Repeat, word for word, the part of the message on RDF canonicalization that lies between "The primary motivation" and "cryptographically verifiable information.", inclusive.
— Begin Text —
Re: RDF Dataset Canonicalization - Formal Proof from Anders Rundgren on 2021-03-30 (public-credentials@w3.org from March 2021)

From: Anders Rundgren <anders.rundgren.net@gmail.com>
Date: Tue, 30 Mar 2021 05:03:03 +0200
To: Orie Steele <orie@transmute.industries>
Cc: "W3C Credentials CG (Public List)" <public-credentials@w3.org>
Message-ID: <5f989fd5-d84f-5d3d-96b1-5d87a14a0879@gmail.com>
On 2021-03-29 20:25, Orie Steele wrote:
<snip>
> We should be similarly concerned about RDF Canonicalization.
> 
> There is a cost to it, but it's less so on storage, and more so on computation.
> 
> Alternatives have been raised before such as JCS, but they are not really doing the same thing, JCS is in a sense just like JOSE without the 33% bloat for base64url encoding.

The primary motivation behind JCS (RFC8785) was to enable signatures to be added to JSON objects rather than burying objects in specific signature containers.

Here is a recent proposal to W3C's most recent quest (building a payment application into the browser itself!) which uses JCS in multiple places: https://fido-web-pay.github.io/

It is not clear how you can combine a JS-API delivering unsigned payment data with outgoing signatures without having some kind of canonicalizer.

Regards
Anders
> 
> Ultimately this is a question of the most efficient computation and storage mechanism for semantically unambiguous cryptographically verifiable information.
— End Text —
— Begin Dataset excerpts —
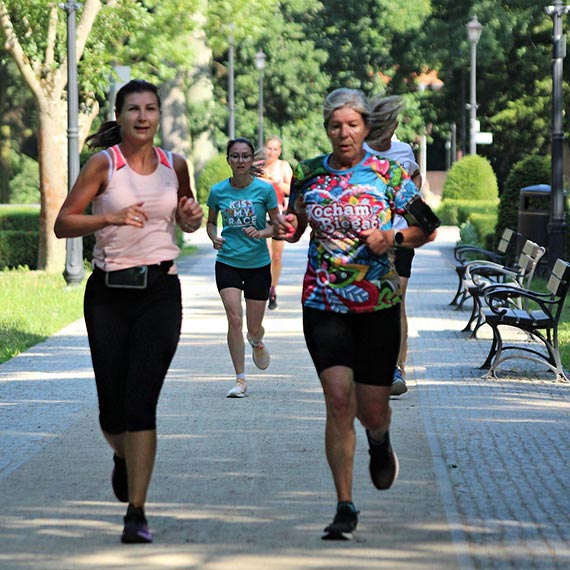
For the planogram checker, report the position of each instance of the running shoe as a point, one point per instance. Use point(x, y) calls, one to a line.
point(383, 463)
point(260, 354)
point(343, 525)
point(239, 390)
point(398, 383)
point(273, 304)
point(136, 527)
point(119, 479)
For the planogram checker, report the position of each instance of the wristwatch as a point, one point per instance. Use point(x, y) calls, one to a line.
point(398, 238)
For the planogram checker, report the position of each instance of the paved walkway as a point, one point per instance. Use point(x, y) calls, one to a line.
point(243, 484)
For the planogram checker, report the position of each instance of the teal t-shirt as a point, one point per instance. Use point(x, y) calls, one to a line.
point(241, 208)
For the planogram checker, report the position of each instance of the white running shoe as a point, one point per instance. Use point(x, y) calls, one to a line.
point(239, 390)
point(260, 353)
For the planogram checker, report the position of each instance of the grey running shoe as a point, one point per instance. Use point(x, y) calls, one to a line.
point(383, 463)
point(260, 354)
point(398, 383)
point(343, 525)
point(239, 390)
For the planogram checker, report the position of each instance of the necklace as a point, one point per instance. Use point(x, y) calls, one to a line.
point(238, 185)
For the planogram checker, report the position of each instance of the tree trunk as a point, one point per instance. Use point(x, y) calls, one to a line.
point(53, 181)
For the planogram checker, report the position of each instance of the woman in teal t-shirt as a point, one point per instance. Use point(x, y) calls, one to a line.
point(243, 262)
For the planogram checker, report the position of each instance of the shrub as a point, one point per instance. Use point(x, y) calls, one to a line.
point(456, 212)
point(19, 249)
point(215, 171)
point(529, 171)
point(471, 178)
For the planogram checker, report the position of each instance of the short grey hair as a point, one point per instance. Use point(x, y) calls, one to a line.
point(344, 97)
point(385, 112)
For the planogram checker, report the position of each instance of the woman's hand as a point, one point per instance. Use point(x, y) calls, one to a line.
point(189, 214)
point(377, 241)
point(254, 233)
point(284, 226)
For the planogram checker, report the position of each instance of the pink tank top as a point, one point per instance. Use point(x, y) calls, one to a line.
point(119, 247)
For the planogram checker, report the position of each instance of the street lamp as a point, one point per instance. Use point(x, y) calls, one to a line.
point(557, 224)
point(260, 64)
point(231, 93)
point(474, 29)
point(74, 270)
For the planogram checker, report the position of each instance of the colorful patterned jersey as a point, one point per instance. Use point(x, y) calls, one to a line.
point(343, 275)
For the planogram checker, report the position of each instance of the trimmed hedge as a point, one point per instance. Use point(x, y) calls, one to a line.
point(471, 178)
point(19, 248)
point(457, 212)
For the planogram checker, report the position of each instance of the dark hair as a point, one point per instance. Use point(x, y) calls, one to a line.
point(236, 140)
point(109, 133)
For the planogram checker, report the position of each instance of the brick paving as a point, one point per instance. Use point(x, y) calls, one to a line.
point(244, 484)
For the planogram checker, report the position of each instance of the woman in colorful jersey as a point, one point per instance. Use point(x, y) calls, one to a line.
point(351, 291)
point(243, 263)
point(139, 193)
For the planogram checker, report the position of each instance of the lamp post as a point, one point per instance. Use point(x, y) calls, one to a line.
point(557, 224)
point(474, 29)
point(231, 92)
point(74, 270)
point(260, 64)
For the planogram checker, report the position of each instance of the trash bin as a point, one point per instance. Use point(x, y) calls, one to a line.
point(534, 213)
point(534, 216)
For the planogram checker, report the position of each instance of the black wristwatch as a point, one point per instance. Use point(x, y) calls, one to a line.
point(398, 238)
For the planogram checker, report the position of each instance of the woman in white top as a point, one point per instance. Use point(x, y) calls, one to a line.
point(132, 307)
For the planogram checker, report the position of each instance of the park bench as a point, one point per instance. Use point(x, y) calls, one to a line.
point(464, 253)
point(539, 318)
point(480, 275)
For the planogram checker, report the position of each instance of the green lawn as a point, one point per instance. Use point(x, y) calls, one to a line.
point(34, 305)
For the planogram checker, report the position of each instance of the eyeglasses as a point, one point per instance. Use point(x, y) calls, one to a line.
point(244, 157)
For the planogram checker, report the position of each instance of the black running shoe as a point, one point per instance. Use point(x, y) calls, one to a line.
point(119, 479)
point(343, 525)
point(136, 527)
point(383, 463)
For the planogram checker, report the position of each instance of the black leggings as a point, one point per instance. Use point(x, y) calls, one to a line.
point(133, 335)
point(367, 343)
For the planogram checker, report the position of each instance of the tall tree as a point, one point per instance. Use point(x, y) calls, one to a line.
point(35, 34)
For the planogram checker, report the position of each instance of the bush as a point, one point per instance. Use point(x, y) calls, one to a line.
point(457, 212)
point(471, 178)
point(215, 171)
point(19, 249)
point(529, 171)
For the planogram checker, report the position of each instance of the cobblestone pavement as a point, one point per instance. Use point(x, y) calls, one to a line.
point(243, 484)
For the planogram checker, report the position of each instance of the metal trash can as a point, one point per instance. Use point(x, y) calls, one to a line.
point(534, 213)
— End Dataset excerpts —
— Begin Dataset excerpts —
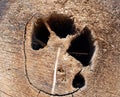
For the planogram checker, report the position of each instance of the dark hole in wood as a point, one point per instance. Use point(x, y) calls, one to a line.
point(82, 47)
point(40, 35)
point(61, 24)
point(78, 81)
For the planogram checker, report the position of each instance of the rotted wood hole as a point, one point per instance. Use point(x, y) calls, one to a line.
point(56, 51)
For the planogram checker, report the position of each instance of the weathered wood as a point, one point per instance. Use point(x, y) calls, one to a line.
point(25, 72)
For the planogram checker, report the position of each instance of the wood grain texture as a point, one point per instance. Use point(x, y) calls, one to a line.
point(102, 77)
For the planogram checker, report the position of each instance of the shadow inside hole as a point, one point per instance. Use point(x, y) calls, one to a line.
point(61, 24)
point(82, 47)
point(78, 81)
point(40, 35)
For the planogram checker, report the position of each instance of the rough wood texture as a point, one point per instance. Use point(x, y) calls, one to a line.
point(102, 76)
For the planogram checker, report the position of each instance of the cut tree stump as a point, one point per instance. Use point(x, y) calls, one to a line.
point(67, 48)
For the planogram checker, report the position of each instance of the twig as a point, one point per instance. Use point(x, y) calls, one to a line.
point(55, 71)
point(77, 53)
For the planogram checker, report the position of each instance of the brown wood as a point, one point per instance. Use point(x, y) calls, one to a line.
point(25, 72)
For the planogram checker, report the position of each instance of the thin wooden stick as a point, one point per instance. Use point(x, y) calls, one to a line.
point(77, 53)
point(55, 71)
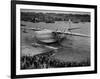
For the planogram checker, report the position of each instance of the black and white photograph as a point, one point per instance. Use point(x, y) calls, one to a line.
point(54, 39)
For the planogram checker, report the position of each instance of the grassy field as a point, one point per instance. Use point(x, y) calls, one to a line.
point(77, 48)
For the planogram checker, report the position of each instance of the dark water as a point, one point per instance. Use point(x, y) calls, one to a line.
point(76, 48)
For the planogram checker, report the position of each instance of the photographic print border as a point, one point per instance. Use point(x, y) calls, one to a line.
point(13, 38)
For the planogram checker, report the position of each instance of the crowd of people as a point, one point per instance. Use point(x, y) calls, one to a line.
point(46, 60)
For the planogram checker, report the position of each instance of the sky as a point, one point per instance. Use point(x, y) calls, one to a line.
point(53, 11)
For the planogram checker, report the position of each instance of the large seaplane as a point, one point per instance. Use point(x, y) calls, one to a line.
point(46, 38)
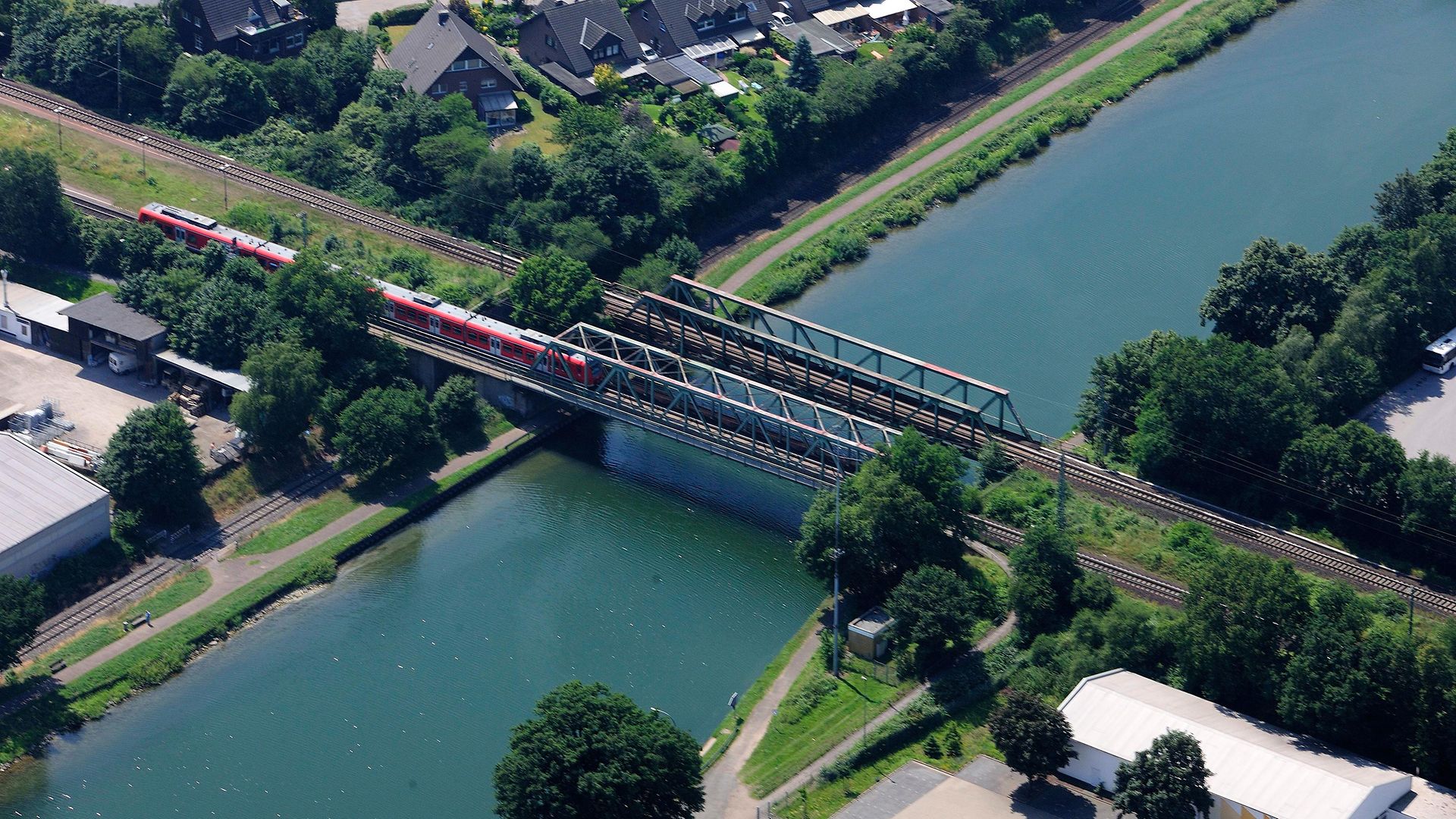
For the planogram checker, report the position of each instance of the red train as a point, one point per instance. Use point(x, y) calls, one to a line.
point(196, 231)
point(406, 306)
— End Dataset excerpts —
— Begin Dataset excerpts —
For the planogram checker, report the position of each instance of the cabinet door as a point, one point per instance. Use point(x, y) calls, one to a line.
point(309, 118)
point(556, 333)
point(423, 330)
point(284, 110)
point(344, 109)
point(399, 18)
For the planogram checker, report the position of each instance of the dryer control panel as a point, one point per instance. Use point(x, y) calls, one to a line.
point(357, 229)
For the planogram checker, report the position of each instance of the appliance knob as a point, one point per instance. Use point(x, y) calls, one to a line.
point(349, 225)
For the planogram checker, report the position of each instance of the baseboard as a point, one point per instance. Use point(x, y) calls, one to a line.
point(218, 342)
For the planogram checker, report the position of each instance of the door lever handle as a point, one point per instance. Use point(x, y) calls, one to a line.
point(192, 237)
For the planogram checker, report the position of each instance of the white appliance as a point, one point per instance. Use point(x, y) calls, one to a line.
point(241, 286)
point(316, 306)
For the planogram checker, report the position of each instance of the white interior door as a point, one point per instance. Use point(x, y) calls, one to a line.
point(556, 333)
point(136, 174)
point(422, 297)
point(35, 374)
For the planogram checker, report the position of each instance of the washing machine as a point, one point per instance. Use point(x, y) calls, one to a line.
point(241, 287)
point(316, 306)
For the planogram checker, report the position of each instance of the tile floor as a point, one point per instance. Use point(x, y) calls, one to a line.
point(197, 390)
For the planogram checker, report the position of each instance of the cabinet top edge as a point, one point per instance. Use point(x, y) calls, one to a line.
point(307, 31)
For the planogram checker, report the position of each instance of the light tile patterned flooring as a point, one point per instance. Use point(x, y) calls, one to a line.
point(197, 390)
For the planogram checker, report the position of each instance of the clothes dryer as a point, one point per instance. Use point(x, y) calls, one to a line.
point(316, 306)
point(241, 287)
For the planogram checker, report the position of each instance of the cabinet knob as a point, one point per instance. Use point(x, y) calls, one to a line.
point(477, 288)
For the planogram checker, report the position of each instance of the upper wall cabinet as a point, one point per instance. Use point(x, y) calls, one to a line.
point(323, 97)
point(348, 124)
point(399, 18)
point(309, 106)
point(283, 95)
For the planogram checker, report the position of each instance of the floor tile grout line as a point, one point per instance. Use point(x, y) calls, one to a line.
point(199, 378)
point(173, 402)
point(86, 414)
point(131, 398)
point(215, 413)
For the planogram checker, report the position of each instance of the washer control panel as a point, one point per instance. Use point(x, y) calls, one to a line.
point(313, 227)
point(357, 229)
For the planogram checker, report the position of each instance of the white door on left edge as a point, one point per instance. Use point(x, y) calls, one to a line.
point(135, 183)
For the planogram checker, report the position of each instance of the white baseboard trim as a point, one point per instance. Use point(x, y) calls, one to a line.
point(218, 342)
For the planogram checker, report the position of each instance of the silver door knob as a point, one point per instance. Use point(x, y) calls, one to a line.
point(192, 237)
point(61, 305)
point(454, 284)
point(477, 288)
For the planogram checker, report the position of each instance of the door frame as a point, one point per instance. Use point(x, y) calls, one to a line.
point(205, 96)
— End Dataset excerpts —
— Task response —
The primary motivation behind JCS (RFC8785) was to enable signatures to be added to JSON objects rather than burying objects in specific signature containers.

Here is a recent proposal to W3C's most recent quest (building a payment application into the browser itself!) which uses JCS in multiple places: https://fido-web-pay.github.io/

It is not clear how you can combine a JS-API delivering unsigned payment data with outgoing signatures without having some kind of canonicalizer.

Regards
Anders
> 
> Ultimately this is a question of the most efficient computation and storage mechanism for semantically unambiguous cryptographically verifiable information.